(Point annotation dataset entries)
━━━━
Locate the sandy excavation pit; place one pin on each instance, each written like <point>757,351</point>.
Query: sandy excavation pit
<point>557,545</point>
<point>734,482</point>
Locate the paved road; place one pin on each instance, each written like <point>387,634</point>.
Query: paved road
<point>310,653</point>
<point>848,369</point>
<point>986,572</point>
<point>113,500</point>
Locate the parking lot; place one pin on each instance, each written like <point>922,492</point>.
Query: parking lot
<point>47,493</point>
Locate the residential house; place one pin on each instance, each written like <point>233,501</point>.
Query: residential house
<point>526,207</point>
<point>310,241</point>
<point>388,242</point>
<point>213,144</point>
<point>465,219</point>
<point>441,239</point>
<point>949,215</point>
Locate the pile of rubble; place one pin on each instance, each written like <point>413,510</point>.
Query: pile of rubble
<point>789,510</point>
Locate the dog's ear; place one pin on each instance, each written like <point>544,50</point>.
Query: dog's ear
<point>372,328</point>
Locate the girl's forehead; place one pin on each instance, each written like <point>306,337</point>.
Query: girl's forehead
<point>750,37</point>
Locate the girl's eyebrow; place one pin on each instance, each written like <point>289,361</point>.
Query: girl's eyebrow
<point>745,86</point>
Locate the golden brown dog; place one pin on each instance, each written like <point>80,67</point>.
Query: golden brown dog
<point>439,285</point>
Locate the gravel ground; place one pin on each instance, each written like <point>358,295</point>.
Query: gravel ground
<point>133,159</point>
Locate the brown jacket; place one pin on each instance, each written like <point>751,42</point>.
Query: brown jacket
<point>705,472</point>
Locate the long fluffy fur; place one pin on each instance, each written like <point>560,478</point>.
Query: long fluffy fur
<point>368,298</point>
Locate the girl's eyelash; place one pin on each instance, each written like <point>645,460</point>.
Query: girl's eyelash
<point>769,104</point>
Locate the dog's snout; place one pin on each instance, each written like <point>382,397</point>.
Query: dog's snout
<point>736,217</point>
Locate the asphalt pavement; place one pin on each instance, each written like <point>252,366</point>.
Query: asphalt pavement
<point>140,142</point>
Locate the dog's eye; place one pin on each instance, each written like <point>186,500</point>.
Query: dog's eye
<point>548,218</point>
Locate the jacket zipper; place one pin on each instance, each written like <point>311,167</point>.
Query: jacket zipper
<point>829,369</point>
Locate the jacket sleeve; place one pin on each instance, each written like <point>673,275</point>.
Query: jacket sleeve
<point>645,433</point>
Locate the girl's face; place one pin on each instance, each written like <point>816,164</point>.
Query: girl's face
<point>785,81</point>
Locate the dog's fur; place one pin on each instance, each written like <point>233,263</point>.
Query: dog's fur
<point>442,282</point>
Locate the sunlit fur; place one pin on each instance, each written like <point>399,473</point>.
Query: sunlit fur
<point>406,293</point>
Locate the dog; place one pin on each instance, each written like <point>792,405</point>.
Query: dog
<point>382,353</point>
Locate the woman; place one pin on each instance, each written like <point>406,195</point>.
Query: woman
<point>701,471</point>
━━━━
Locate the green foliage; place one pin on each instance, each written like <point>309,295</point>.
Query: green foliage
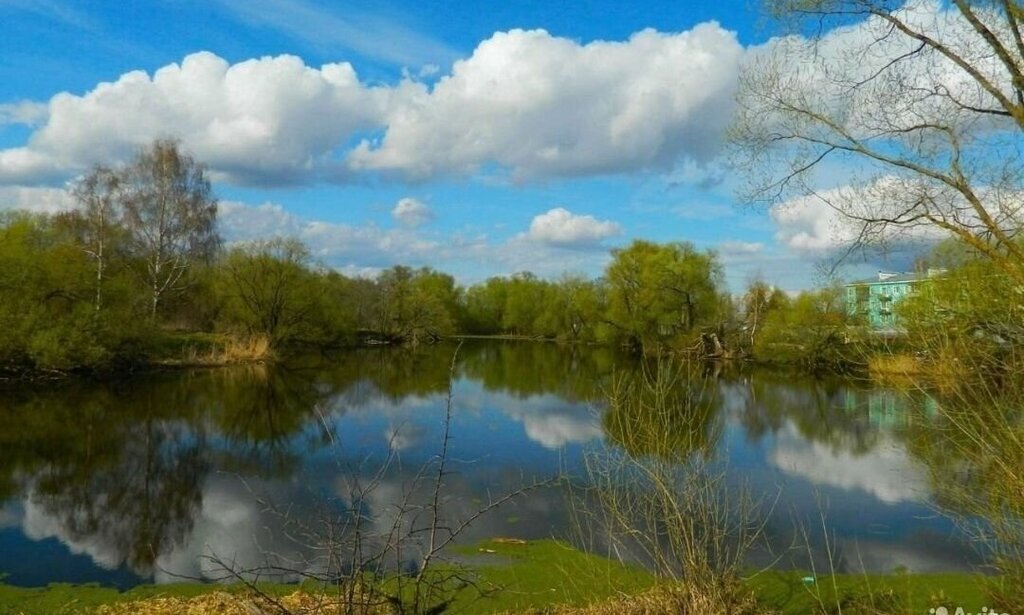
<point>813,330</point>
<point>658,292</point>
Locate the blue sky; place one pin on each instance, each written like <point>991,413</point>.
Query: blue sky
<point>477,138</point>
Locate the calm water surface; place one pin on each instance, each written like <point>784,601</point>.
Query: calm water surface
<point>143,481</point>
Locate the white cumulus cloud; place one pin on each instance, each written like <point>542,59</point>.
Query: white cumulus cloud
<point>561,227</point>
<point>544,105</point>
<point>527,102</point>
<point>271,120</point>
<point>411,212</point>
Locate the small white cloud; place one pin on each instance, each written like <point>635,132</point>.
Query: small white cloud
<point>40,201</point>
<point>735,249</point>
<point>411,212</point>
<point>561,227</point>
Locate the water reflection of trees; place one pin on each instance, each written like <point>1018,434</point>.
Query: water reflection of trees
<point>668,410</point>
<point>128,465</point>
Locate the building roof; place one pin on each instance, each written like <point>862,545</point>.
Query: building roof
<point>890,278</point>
━━━━
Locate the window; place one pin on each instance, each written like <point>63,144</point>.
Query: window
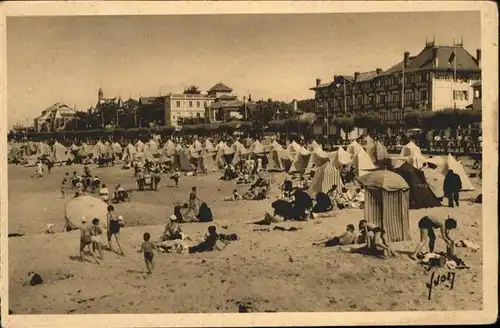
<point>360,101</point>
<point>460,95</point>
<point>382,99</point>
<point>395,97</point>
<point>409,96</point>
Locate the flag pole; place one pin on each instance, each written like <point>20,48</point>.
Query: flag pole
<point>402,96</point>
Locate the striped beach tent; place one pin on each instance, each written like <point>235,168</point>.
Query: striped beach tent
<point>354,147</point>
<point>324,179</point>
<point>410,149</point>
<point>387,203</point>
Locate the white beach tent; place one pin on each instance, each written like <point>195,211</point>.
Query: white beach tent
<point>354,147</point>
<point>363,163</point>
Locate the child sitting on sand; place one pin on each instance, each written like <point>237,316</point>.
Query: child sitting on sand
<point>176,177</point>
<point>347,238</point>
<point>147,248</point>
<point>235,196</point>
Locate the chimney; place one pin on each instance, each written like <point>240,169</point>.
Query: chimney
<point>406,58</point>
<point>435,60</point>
━━━━
### THE TASK:
Rewrite the stretch of entries from the line containing "Locate the child" through the line containing "<point>435,60</point>", switching "pin" to "marker" and leaving everything else unchanged.

### RESPONSE:
Locate the child sitting on sand; place one marker on each instance, each written like <point>237,316</point>.
Query: child sitting on sand
<point>176,177</point>
<point>347,238</point>
<point>147,248</point>
<point>235,196</point>
Locate the chimney; place one marker on each instance, each written like <point>240,169</point>.
Query: chimney
<point>406,58</point>
<point>435,60</point>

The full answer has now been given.